#### Data to use ####

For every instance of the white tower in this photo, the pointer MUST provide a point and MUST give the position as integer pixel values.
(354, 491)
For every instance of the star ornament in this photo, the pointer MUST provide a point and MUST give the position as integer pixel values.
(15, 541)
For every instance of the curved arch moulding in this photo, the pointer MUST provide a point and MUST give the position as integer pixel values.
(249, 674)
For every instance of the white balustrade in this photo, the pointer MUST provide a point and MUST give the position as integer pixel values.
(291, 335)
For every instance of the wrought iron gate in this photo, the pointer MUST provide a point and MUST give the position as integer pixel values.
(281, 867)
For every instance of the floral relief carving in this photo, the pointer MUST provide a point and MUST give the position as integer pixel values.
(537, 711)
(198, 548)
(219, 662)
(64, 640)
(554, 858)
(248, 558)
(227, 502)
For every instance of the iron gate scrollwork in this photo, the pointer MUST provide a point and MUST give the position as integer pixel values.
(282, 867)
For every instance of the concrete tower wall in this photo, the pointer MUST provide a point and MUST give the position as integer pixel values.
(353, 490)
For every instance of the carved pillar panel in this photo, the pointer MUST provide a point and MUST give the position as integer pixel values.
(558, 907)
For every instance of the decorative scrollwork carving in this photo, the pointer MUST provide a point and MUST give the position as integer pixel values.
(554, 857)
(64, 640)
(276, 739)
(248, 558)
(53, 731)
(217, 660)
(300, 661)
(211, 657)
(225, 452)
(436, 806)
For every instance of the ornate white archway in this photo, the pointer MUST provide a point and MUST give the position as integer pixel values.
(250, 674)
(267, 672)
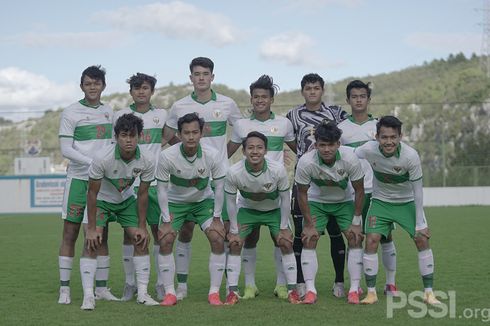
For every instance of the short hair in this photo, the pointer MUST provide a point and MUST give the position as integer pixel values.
(254, 134)
(358, 84)
(203, 62)
(311, 79)
(94, 72)
(128, 122)
(139, 78)
(188, 118)
(265, 82)
(328, 132)
(389, 121)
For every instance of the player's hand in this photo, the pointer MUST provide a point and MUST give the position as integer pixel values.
(165, 229)
(309, 232)
(423, 232)
(141, 237)
(94, 239)
(218, 227)
(284, 235)
(356, 232)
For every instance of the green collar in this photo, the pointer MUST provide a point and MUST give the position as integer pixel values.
(198, 154)
(249, 168)
(396, 154)
(351, 118)
(84, 103)
(117, 153)
(321, 162)
(134, 109)
(213, 97)
(271, 116)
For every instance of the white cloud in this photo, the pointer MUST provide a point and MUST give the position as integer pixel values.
(23, 94)
(69, 40)
(448, 42)
(177, 20)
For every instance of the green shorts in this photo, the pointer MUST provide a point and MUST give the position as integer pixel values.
(198, 212)
(249, 219)
(342, 212)
(382, 215)
(74, 200)
(126, 213)
(153, 211)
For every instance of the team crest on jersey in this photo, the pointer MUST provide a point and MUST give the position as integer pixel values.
(217, 113)
(136, 172)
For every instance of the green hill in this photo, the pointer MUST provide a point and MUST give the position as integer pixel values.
(442, 103)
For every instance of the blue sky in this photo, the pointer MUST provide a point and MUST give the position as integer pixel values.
(45, 45)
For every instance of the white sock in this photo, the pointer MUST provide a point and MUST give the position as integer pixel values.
(290, 269)
(280, 276)
(182, 260)
(102, 272)
(389, 261)
(233, 270)
(370, 265)
(142, 270)
(249, 259)
(216, 270)
(128, 252)
(354, 266)
(88, 266)
(166, 269)
(156, 253)
(309, 263)
(65, 264)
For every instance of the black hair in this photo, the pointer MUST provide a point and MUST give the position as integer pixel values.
(94, 72)
(138, 79)
(128, 122)
(188, 118)
(311, 79)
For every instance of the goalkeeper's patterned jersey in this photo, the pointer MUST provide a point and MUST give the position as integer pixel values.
(90, 128)
(355, 135)
(277, 129)
(216, 113)
(260, 190)
(188, 178)
(393, 174)
(153, 123)
(329, 183)
(118, 176)
(305, 121)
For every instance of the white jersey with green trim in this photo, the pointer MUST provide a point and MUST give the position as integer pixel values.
(392, 175)
(216, 113)
(356, 134)
(153, 123)
(189, 178)
(329, 183)
(277, 129)
(260, 190)
(118, 176)
(91, 130)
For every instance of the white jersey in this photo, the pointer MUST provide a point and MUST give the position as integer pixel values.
(329, 184)
(189, 179)
(91, 130)
(392, 175)
(355, 135)
(216, 113)
(258, 191)
(153, 123)
(277, 129)
(118, 176)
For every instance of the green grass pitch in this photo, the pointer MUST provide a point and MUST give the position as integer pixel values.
(29, 280)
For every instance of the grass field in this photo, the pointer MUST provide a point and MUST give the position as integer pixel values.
(29, 280)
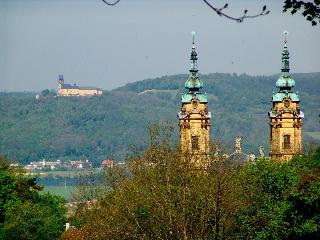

####

- To do
Transcribe the entries above word for word, but leave every picture out of your copy.

- Reply to the task
For every instance of the white tower in this photo, the pointer MUST provide a point and MUST give the position as integer pixel values.
(354, 491)
For every instance of the star ornament in this photo, the pointer MUST provide a point and MUST give the position as integer pixel values.
(15, 541)
For every instance of the curved arch moulding in this photo, the pointer MUST provide a point and MUST give the position as integer pixel values.
(249, 674)
For every instance of the white balustrade in this photo, the pointer MUST provide a point and MUST give the position as integer pixel values.
(291, 335)
For every instance of the wrought iron gate in this photo, the pointer MUST provide a point and MUST give the position as integer pixel values.
(281, 867)
For every instance of the floral relief carving in this photo, the pointer MUST provide a point and MUST give the position as integer pixel values.
(537, 711)
(198, 548)
(219, 662)
(64, 640)
(554, 858)
(248, 558)
(227, 502)
For every instance of the iron gate scrollwork in this photo, the pointer MUST provide a point and MUST give the position as integer pixel values.
(282, 867)
For every instance of the concrete tower wall in this photo, the pointer MUST provide a point and MUST give the position as integer pixel values.
(353, 490)
For every instance of the carved pillar panel in this photo, the pointer MUST provide a point and MUST give the position as integer pixel values.
(558, 907)
For every instance of the decorative scrollwork carving in this photo, the pointer MUST provide a point and MUST give the position as integer pixel values.
(554, 857)
(64, 640)
(276, 739)
(248, 558)
(53, 731)
(217, 660)
(300, 661)
(211, 657)
(225, 452)
(436, 806)
For every instance of the ornate white archway in this photo, the pointer MUST provide a point and MUST give the position as integer pixel values.
(250, 674)
(267, 672)
For every instance of the short hair in this photo, the pointer MUST provide a point and MUST give the position as integer pixel values.
(254, 134)
(358, 84)
(203, 62)
(311, 79)
(94, 72)
(128, 122)
(139, 78)
(188, 118)
(265, 82)
(328, 132)
(389, 121)
For every instance of the player's hand in this photo, the pointer MUST provide a point and MUST give the position as integer pixel values.
(165, 229)
(309, 232)
(423, 232)
(141, 237)
(94, 239)
(218, 227)
(284, 235)
(356, 232)
For every instance of the green collar in this photo, the pointer MUST provide a point and MUST give the position as integer pixel values.
(198, 154)
(249, 168)
(396, 154)
(351, 118)
(84, 103)
(117, 153)
(321, 162)
(134, 109)
(213, 97)
(271, 116)
For every instance of the white cloud in this photo, the pointer MUST provide a point and MUST give the position as integer pixel values.
(23, 94)
(69, 40)
(448, 42)
(177, 20)
For every instance of the green shorts in this photo, the pointer MUST provide a point and MUST give the position as integer pixel values.
(198, 212)
(249, 219)
(342, 212)
(382, 215)
(74, 200)
(126, 213)
(153, 211)
For every instance of the team crest on jersey in this photo, the pointer MUST provide a point and MUST give the position as integer pixel values.
(217, 113)
(136, 172)
For every instance of the green hill in this photo, the pointer MUST provide a point and MUST give the position as integer pixel values.
(442, 103)
For every instance of the blue sky in this photo, the pointer MUST provide a point and MUST give the position as integer pixel values.
(45, 45)
For every instance of the white sock in this photo, the pointer MUST provide a point and MUST give the position as integer pixel values.
(290, 269)
(280, 276)
(182, 260)
(102, 272)
(389, 261)
(233, 270)
(370, 265)
(142, 270)
(249, 259)
(216, 270)
(128, 252)
(354, 266)
(88, 266)
(166, 269)
(156, 253)
(309, 263)
(65, 264)
For every instance of the black hair in this photo, the pointer MUST provide a point and MUST give the position as integer pixel values.
(94, 72)
(138, 79)
(128, 122)
(188, 118)
(311, 79)
For every instance of the goalkeeper's patterned jersey in this photo, the pointer MUST provide a point and MUST give the position as integer pixel values.
(90, 128)
(355, 135)
(277, 129)
(216, 113)
(260, 190)
(188, 178)
(393, 174)
(153, 123)
(329, 183)
(118, 176)
(305, 121)
For every instance of the white jersey with green trim in this photo, the pointer MUST provide a point and MUST give the position as integer pixel values.
(392, 175)
(216, 113)
(356, 134)
(153, 123)
(189, 178)
(329, 183)
(277, 129)
(260, 190)
(118, 176)
(91, 130)
For every instance of the white jersey in this photo, the pointer MUST provide a point and MUST give the position as integer pixel values.
(329, 184)
(189, 179)
(91, 130)
(392, 175)
(355, 135)
(216, 113)
(258, 191)
(153, 123)
(277, 129)
(118, 176)
For every instance of the green grass pitch in this photo, the pointer MUST provide a point and MUST give the position as integer pixel values.
(29, 280)
For every instance of the grass field in this photo, the pointer MUST provide a point and MUST give the position as integer pixel values.
(29, 280)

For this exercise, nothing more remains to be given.